> **REQUIREMENTS**
Beginning at the line that contains "form (941, 392)." and ending at the last line of the entries, write out each line exactly; include nothing outside that span.

> **INFORMATION SHOWN**
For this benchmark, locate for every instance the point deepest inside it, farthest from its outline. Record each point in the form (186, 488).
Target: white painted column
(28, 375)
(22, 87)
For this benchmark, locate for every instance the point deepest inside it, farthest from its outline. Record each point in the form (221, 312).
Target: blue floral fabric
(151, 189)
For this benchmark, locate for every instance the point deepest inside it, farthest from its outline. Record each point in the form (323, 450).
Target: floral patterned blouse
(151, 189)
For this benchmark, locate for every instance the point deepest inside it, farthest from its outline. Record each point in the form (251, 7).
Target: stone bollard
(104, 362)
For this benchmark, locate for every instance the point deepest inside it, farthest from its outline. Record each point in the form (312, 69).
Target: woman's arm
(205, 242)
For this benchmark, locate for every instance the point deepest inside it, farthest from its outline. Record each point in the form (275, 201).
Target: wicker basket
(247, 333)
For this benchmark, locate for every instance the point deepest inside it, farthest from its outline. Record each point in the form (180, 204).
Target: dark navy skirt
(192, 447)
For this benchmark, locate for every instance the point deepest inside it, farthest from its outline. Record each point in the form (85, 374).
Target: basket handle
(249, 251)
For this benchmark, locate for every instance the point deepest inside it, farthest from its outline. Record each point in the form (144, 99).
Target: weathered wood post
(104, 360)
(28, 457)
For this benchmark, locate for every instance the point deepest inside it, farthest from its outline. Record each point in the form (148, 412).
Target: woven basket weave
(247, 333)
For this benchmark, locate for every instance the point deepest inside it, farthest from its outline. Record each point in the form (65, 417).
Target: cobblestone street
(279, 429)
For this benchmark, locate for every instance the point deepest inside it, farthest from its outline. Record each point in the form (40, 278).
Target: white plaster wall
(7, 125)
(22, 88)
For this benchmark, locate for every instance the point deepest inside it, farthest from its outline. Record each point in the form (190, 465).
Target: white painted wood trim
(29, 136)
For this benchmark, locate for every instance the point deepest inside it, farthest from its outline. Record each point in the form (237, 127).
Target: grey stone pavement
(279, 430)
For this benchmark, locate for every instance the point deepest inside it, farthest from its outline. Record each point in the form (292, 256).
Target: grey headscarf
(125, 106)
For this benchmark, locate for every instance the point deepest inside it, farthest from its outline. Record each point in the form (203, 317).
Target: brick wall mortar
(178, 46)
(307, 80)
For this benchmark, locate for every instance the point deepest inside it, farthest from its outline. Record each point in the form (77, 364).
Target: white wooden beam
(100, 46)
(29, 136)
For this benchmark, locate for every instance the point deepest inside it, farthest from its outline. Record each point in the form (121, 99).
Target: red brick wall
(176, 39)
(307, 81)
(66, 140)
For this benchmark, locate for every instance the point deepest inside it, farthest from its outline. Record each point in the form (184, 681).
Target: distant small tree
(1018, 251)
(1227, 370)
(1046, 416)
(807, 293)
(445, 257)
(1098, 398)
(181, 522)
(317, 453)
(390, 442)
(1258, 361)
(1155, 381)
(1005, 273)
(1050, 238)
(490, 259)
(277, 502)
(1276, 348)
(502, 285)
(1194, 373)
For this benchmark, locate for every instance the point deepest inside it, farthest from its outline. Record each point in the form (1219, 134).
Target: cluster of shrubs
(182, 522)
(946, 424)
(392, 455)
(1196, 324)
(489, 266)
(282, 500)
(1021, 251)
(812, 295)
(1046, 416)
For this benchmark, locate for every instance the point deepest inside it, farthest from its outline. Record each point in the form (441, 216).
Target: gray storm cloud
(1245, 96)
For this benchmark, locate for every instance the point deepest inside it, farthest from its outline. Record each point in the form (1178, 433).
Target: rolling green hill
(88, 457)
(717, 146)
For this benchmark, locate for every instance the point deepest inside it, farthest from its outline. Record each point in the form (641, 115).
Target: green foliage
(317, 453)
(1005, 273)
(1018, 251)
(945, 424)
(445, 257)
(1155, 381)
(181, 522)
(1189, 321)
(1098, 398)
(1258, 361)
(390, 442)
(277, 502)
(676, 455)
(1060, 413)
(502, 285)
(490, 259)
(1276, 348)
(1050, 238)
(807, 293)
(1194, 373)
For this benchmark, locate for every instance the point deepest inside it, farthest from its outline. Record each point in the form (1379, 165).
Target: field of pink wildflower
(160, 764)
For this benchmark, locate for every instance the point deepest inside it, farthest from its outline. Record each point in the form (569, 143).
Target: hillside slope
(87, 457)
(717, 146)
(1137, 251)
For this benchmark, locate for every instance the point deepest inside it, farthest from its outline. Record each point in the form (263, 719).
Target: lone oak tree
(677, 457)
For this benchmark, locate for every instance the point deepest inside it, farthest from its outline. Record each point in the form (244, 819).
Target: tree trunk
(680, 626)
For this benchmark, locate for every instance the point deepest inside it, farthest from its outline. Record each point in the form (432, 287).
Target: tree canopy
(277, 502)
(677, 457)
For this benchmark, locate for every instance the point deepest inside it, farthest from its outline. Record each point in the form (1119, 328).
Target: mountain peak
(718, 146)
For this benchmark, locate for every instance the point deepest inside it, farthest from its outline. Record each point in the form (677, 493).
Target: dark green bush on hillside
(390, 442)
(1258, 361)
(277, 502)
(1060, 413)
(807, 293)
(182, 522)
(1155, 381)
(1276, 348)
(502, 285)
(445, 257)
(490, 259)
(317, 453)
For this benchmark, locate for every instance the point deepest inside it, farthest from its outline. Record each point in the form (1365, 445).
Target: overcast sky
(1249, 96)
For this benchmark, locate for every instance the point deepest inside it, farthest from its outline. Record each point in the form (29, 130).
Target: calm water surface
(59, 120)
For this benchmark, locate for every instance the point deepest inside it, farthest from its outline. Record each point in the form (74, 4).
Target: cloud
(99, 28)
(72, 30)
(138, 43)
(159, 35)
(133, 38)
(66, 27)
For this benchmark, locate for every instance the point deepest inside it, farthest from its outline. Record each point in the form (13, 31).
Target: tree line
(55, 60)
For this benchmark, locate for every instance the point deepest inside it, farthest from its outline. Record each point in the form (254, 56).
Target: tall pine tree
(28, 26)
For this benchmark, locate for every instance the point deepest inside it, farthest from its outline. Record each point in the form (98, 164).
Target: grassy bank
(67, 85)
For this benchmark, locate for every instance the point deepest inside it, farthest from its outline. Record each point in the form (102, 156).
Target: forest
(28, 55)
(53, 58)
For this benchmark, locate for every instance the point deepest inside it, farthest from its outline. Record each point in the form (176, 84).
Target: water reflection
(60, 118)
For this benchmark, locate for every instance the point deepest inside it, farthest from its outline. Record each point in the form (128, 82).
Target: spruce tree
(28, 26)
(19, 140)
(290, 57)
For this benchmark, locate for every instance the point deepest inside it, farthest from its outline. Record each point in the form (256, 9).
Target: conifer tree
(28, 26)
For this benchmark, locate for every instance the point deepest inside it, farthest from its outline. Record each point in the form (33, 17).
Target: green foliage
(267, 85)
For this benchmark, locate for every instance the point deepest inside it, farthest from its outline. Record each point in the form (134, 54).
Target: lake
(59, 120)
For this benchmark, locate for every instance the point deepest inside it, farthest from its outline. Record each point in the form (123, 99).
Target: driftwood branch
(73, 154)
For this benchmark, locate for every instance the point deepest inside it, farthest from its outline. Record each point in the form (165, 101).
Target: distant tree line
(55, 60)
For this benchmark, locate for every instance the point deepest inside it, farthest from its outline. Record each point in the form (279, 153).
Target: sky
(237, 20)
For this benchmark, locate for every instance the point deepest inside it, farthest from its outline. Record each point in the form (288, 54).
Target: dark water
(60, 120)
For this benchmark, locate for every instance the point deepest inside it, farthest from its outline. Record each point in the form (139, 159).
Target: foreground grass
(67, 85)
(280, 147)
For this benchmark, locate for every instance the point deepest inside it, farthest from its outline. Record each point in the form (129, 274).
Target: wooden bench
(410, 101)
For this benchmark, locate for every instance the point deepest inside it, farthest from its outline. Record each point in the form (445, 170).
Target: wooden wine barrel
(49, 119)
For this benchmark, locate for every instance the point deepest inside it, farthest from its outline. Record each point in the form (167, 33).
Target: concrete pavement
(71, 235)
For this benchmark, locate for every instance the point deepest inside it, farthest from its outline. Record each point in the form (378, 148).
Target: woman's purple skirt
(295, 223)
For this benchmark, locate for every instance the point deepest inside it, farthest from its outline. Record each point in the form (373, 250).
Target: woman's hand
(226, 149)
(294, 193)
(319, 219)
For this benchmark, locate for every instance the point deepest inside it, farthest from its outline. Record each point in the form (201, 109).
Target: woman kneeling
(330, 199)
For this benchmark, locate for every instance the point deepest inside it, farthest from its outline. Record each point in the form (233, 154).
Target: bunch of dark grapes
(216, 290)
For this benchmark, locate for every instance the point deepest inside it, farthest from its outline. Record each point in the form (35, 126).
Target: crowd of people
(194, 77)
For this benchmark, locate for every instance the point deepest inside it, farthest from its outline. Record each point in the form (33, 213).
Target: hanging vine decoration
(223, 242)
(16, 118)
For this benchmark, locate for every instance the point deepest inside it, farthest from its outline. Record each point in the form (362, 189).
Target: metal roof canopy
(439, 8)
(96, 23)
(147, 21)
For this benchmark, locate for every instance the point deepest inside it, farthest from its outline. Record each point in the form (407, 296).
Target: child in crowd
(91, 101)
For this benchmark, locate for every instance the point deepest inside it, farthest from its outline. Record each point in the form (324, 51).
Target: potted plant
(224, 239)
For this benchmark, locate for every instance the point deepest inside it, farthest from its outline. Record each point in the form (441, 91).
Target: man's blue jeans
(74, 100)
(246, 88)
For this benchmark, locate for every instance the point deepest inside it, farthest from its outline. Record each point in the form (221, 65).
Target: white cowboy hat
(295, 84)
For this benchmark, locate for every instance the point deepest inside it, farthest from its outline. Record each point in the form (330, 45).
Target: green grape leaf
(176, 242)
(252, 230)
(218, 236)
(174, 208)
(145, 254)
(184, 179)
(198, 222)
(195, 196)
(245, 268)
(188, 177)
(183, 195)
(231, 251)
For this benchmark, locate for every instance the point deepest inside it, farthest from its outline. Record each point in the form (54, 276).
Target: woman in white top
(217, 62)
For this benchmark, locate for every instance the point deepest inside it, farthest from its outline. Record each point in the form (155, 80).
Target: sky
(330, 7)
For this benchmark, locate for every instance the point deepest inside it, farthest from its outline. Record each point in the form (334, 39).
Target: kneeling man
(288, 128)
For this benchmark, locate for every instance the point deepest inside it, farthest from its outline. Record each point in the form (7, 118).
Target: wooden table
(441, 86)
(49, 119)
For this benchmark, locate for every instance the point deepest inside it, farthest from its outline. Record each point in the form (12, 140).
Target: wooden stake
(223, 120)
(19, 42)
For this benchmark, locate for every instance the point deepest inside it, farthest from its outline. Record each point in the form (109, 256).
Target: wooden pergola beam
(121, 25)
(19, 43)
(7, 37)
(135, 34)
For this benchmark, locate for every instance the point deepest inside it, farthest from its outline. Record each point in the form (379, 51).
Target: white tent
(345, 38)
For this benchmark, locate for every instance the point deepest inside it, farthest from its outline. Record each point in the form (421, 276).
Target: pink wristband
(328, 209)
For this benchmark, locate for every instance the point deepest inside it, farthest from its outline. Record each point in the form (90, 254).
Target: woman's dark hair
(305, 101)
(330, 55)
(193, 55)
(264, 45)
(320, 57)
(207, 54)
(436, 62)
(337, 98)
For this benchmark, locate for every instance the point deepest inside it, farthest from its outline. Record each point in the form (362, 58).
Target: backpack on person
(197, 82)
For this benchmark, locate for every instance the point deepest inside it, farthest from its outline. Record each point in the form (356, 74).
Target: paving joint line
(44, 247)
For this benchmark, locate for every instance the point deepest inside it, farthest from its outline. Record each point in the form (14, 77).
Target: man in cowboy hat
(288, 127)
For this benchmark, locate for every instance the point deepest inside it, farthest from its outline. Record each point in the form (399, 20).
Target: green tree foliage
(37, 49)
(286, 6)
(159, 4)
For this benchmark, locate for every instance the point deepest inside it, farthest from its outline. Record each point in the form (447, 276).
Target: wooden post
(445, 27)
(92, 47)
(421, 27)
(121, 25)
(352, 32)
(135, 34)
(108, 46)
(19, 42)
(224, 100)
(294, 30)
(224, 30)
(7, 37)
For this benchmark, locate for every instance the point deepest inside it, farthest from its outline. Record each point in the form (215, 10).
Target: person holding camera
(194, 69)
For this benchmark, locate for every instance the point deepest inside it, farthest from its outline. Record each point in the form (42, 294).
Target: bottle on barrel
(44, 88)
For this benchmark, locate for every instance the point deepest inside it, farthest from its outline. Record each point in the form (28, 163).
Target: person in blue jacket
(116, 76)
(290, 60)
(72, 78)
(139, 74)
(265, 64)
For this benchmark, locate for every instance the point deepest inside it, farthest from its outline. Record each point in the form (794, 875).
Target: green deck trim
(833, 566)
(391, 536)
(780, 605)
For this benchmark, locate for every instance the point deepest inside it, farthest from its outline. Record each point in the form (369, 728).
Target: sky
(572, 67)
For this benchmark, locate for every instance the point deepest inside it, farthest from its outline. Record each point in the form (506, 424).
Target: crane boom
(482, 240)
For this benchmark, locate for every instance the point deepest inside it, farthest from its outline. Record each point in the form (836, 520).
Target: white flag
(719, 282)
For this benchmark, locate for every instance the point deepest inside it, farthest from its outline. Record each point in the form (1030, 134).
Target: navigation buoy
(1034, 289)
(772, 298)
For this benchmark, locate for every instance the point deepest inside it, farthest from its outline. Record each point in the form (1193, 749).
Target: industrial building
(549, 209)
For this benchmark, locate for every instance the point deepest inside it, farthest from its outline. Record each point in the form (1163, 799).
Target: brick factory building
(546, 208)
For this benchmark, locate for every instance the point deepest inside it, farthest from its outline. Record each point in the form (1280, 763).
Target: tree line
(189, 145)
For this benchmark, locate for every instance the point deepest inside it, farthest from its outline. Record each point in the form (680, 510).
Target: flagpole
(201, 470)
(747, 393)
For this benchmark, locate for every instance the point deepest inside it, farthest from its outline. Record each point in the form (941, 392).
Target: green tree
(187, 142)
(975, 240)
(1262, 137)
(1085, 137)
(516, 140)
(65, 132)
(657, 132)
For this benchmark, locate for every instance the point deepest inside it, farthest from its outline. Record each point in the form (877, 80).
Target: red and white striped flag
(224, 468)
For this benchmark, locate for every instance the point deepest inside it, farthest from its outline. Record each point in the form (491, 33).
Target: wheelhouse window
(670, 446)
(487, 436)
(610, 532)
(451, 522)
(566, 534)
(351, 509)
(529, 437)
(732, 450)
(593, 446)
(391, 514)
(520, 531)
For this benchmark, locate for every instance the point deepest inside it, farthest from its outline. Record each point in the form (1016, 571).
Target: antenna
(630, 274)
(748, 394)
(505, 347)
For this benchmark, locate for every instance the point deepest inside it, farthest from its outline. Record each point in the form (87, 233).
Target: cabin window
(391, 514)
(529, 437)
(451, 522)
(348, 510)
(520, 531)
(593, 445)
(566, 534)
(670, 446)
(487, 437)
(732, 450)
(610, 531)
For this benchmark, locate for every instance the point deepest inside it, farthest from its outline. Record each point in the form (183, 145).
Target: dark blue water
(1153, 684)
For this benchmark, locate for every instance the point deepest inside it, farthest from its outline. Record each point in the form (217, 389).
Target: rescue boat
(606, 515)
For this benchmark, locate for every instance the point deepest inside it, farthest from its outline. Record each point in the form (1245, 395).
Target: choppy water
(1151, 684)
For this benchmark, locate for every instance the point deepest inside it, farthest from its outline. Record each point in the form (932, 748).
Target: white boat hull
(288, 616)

> **RESPONSE**
For this benchmark, locate for every instance the point deepest inside it, farthest from its outline. Record each point in the form (941, 392).
Target: green tree
(187, 142)
(975, 240)
(1262, 137)
(1085, 137)
(516, 140)
(65, 132)
(657, 132)
For this benchmark, locate for every instance the point deepest inside it, farthest from its outline. Record each point in the form (877, 80).
Target: red and white striped flag
(224, 468)
For this benchmark, locate for every instance the point deepest inside it, farthest from its outline. Record each point in the form (491, 33).
Target: wheelhouse window
(670, 446)
(487, 436)
(610, 532)
(451, 522)
(566, 534)
(351, 509)
(529, 437)
(732, 450)
(593, 446)
(391, 514)
(520, 531)
For this benchmark, locate for every instance the point deepest inside it, farthest from its outline. Record each point in the form (1016, 571).
Target: antenna
(630, 274)
(748, 394)
(505, 347)
For this benchmark, locate for every instance the point deepest inside it, farthest from its outline. Record each point in the form (87, 233).
Target: cabin window
(391, 514)
(529, 437)
(451, 522)
(348, 510)
(520, 531)
(593, 445)
(566, 534)
(670, 446)
(487, 437)
(732, 450)
(610, 531)
For this benchmark, locate for every instance the point deepest inside it, farthest from its outline. Record each point in the form (183, 145).
Target: dark blue water
(1153, 684)
For this benchmark, locate for every instance the point deepest inside it, farthest from its outline. Record each point in the form (217, 389).
Target: rescue boat
(606, 515)
For this benchmark, locate for every instance the point deepest inside it, farthest from its outline. Record each point in the form (1245, 395).
Target: choppy water
(1151, 684)
For this benchmark, locate for every instance the point deepest inside it, farthest from its outline. Record each point in the form (932, 748).
Target: white boat hull
(288, 616)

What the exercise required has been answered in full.